> **Dataset records**

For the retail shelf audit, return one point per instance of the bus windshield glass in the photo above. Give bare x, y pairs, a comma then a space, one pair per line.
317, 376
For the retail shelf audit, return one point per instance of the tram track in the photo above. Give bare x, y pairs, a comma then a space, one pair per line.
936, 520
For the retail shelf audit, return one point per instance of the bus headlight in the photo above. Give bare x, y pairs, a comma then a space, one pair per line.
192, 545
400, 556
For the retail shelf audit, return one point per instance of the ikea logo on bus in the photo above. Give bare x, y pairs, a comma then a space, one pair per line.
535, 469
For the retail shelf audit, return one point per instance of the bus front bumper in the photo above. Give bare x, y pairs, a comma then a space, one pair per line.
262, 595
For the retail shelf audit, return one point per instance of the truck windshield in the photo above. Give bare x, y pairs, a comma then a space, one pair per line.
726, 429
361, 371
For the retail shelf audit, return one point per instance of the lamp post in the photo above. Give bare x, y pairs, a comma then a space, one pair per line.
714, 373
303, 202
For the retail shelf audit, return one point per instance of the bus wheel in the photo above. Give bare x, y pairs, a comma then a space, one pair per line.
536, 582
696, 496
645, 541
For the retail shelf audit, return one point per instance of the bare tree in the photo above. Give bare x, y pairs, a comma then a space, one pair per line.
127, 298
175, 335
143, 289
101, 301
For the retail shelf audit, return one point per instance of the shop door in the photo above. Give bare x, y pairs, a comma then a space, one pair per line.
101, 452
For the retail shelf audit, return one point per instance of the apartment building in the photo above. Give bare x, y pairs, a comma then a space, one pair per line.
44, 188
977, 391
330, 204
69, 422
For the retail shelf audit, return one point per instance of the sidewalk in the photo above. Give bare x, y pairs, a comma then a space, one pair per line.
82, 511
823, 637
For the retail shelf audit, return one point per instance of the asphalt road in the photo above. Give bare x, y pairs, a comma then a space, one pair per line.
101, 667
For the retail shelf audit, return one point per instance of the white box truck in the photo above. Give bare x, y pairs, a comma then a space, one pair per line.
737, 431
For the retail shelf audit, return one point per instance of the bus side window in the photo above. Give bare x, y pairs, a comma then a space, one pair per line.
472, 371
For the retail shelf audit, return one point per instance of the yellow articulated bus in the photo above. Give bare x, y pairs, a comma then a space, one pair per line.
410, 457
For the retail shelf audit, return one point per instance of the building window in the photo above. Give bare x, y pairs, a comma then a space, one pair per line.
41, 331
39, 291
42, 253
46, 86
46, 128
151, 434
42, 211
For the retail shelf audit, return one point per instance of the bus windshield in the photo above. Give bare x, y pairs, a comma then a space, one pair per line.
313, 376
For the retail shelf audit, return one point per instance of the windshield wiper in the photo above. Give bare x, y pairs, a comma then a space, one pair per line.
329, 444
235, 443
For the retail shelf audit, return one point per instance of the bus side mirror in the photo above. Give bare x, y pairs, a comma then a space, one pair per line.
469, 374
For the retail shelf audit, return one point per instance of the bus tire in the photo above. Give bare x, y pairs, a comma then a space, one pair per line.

> **Task item**
Please print each entry once more, exactly as it reads.

> **Exercise answer**
For the retail shelf audit, return one point per instance of the bus windshield glass in the photo above. Give bare x, y pairs, a comma then a space, one pair per line.
317, 376
For the retail shelf audit, return one point per instance of the tram track in the photo above. Give bare x, y pairs, a comma then a space, one pair per line.
936, 520
For the retail shelf audit, return one point per instance of the bus headlight in the photo above. Give bare x, y pairs, a comma then a space, one pair per line.
192, 545
400, 556
For the retail shelf audit, return one point per instance of the ikea logo on bus in the photo above. Give bare x, y pairs, a comma then a space, one pair per line.
535, 469
For the retail shelf audit, return one point per instance of the bus front bumper in the photo above. Give bare x, y pairs, a comma then a space, one pair per line.
262, 595
For the retail shelf audit, return one point per instance of the truck windshield in the photo above. Give bare x, y pairs, a comma then a space, one pair per line.
726, 429
361, 371
For the retail shelf audit, return one point per instance of the lamp post in the photo above. Give bare x, y pairs, a comma then a space, one pair per line.
714, 373
303, 202
For the retail shelf audit, return one point per instance of the bus wheel in the photo above. Give bare x, y pairs, a comma then a space, one pair per line.
536, 582
696, 496
645, 541
For the retail shelf audit, return one point per instance of the bare tree in the photo above. Give bare x, y pairs, a comma then a space, one pair per line.
127, 298
175, 335
143, 289
101, 301
For the retail shelf audit, return one point per instance of the shop door in the photo above. Give bare x, y pairs, a comma then a space, one pair per line.
101, 452
For the retail shelf audit, return one point per instance of the apartment building in the photo above. Give bare x, y pairs, a comma then a space, one pair per line.
44, 188
977, 391
330, 204
69, 422
For the retail shelf audit, return one point per instance of the sidewalk in the photo above. Give bare x, y pairs, a comma then a space, one pair per line.
82, 511
823, 637
For the retail shelf audit, return one point per instance of the asphalt road in the photo above. Give bare x, y pairs, a comma then a space, one pair per line.
101, 667
For the retail shelf audit, return one point per instance of the white box truck in the photo above. Give bare x, y pairs, a comma then a space, one pair per line.
737, 431
For the retail shelf audit, return one point per instance of the bus side window in the photo above. Give bare x, y pairs, a comma then a space, one pair per line.
472, 371
For the retail shelf audit, return one point per instance of the yellow articulated bus in the photo above. Give bare x, y pairs, a comma then a space, one pair per line.
410, 457
For the retail shelf audit, return one point per instance of the building window in the photo above. Give bare x, y pairs, a comma then a space, one pair per line.
41, 331
39, 291
42, 253
46, 86
46, 128
151, 434
42, 211
For the retail shelf audit, return one point per instance of the bus windshield in the photo above. Give bare x, y pairs, a comma then a space, one pair per line.
313, 376
For the retail shelf audit, return one point per instance of the windshield wiper in the photo above. Give bare x, y pairs, a comma then a space, one pair per line.
329, 444
235, 443
For the retail shelf audit, return one point per instance of the bus side mirror in the photo above. Give bare x, y pairs, a comma then a space, one pair per line.
469, 374
For the retail shelf audit, return one point per instance of the bus tire in the photo above. Give bare x, y pairs, a comma then a space, one pair per line.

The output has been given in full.